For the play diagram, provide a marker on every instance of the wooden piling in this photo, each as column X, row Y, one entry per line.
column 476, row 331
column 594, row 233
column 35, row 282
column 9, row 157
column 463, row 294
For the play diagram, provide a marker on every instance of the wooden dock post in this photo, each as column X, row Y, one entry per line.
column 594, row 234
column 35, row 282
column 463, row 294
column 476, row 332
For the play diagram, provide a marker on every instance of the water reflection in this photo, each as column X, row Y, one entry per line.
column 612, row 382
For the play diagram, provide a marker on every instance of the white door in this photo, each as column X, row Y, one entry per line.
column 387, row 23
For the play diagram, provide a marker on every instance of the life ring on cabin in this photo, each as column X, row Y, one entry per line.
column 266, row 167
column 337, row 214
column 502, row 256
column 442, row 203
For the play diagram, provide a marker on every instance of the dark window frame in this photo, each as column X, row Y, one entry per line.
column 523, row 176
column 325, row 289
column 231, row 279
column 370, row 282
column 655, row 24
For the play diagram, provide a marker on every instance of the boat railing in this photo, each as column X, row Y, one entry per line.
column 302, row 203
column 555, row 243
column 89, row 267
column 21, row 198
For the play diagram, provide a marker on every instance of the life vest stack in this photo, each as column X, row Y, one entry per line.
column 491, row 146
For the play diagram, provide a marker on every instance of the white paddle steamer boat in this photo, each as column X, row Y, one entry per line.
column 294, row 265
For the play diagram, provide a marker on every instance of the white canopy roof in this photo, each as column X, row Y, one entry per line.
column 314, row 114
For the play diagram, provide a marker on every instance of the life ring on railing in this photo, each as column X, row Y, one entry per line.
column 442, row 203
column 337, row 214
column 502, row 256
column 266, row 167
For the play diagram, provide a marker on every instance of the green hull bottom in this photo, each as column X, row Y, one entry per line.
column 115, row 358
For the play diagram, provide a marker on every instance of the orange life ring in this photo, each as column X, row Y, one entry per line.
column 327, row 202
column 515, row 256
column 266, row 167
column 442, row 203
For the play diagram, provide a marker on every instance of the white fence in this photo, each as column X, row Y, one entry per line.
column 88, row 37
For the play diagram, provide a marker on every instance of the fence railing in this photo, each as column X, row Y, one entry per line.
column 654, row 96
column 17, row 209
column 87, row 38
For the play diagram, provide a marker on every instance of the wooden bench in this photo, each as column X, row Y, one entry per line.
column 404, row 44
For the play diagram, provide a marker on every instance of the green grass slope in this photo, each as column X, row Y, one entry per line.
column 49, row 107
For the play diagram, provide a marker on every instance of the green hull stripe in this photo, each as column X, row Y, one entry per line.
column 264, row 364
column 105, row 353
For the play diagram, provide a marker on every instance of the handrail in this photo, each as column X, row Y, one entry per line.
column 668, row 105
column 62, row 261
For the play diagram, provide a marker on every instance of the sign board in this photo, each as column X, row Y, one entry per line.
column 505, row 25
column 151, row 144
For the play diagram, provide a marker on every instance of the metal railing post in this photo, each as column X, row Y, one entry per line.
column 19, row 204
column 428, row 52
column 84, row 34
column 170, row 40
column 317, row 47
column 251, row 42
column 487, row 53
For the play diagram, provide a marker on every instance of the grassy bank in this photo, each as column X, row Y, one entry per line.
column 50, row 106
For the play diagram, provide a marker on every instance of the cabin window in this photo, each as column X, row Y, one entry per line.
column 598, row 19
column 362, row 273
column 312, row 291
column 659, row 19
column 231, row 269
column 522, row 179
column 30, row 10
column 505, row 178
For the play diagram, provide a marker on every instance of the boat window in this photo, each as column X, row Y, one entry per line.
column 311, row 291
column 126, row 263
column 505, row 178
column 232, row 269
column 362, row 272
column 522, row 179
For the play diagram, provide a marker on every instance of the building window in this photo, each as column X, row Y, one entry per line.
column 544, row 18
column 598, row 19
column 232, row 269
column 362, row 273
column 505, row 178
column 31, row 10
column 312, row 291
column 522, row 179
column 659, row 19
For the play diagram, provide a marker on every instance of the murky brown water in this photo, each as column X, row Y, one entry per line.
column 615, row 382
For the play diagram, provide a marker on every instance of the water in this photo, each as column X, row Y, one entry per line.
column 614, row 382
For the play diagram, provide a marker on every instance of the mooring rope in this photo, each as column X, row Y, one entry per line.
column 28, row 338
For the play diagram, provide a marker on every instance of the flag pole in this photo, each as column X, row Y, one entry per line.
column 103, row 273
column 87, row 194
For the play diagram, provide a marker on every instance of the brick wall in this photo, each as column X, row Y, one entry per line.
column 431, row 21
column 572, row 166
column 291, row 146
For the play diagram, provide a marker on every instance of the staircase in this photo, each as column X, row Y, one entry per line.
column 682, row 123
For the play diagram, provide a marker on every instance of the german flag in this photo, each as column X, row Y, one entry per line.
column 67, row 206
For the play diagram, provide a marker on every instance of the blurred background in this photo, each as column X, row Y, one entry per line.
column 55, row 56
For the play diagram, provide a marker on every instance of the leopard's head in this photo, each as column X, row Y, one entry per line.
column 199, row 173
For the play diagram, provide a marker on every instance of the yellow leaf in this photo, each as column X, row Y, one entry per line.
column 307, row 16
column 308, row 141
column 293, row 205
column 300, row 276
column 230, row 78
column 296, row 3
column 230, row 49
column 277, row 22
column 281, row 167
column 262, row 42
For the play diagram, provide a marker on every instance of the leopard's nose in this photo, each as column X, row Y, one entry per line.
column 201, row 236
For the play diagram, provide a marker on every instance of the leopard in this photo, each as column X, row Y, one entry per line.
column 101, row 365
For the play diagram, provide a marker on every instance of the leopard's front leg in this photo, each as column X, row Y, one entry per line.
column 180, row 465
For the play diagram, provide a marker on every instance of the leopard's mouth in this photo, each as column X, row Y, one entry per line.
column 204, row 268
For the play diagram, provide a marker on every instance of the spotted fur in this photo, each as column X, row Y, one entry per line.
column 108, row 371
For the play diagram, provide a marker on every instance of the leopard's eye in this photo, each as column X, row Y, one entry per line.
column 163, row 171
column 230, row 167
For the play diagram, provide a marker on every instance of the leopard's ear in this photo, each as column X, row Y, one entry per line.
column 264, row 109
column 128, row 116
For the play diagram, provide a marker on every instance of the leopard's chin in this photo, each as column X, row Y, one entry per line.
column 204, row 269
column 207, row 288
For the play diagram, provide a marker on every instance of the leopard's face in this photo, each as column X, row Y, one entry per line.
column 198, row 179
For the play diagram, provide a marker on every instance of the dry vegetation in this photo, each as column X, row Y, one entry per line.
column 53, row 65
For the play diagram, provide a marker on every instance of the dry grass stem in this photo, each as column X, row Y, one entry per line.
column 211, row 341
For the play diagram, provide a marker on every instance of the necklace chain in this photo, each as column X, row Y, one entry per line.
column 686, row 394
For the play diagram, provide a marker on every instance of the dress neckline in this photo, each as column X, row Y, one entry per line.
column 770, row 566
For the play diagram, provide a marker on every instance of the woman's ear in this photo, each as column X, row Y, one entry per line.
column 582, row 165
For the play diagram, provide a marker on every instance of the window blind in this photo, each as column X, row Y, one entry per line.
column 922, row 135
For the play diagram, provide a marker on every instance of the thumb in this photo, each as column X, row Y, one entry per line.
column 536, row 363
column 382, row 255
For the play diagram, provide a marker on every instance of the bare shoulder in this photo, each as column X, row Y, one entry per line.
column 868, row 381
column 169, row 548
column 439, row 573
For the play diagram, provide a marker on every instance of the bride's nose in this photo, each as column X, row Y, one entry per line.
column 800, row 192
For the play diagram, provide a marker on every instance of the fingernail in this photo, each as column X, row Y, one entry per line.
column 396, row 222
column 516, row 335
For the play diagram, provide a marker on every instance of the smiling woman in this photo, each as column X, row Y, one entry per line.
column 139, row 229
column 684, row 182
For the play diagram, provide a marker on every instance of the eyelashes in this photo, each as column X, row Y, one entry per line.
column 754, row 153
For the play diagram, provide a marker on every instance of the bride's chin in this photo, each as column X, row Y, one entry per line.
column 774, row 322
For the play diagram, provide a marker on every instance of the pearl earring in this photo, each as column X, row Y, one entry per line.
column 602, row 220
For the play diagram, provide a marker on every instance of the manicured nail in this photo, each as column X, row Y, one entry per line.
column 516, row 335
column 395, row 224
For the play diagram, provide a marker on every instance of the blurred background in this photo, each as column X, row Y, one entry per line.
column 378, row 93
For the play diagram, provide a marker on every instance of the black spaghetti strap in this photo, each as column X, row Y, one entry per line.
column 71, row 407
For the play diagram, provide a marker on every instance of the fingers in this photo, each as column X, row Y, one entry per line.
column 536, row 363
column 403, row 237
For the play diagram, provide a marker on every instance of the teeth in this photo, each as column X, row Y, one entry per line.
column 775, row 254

> [Requirement] Each line from the one that holds "of the teeth" to the end of the records above should be transcribed exactly, both ends included.

> [Result of this task]
For the play diagram, provide a marker on every instance of the teeth in this photo, each as column X, row Y, one entry per line.
column 775, row 254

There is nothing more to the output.